* **Entries supplied**
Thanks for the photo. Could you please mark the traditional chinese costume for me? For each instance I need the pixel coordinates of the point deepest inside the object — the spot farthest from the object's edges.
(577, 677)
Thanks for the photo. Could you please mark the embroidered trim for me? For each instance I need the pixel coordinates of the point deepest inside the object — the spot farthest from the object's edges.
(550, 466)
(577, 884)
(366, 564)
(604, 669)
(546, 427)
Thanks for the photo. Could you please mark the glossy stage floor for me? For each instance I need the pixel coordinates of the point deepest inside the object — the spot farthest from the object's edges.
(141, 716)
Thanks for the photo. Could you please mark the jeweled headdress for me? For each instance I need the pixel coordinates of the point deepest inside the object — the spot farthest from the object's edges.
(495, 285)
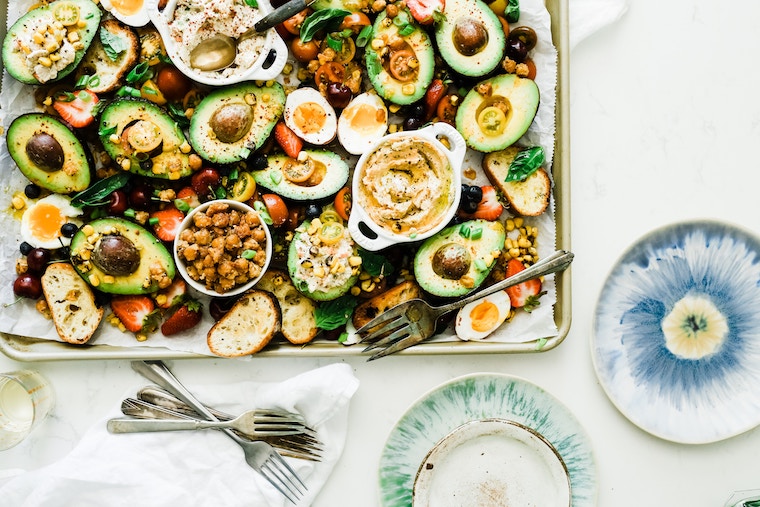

* **Task requirements**
All of the entries must be reproduced exactly, with no pictures kept.

* **Solution for this task**
Thanks for the photo. Could you please mark the traditional chinese costume for me? For each instance I need the pixel coordinates of the point deepest inside the object — the spot farthest from the object's edges.
(577, 677)
Thanks for the photo. Could you please mark the embroidered trim for me? For each instance I need the pixel coordinates of the point deepest inside the object — the spot farthest from the object's edges.
(550, 466)
(577, 884)
(366, 564)
(604, 669)
(546, 427)
Thanks for the photo. Could you please mark the glossy stage floor for me? For each instance I need the pixel coordinates of the point deepest inside the object — the spot farthest from the object's edges.
(141, 716)
Thanks for the photo. Could you please mark the jeweled headdress for me? For each instance I need the pixel coordinates of the point deepest inside the object — the spot farthest from the object's edges.
(495, 285)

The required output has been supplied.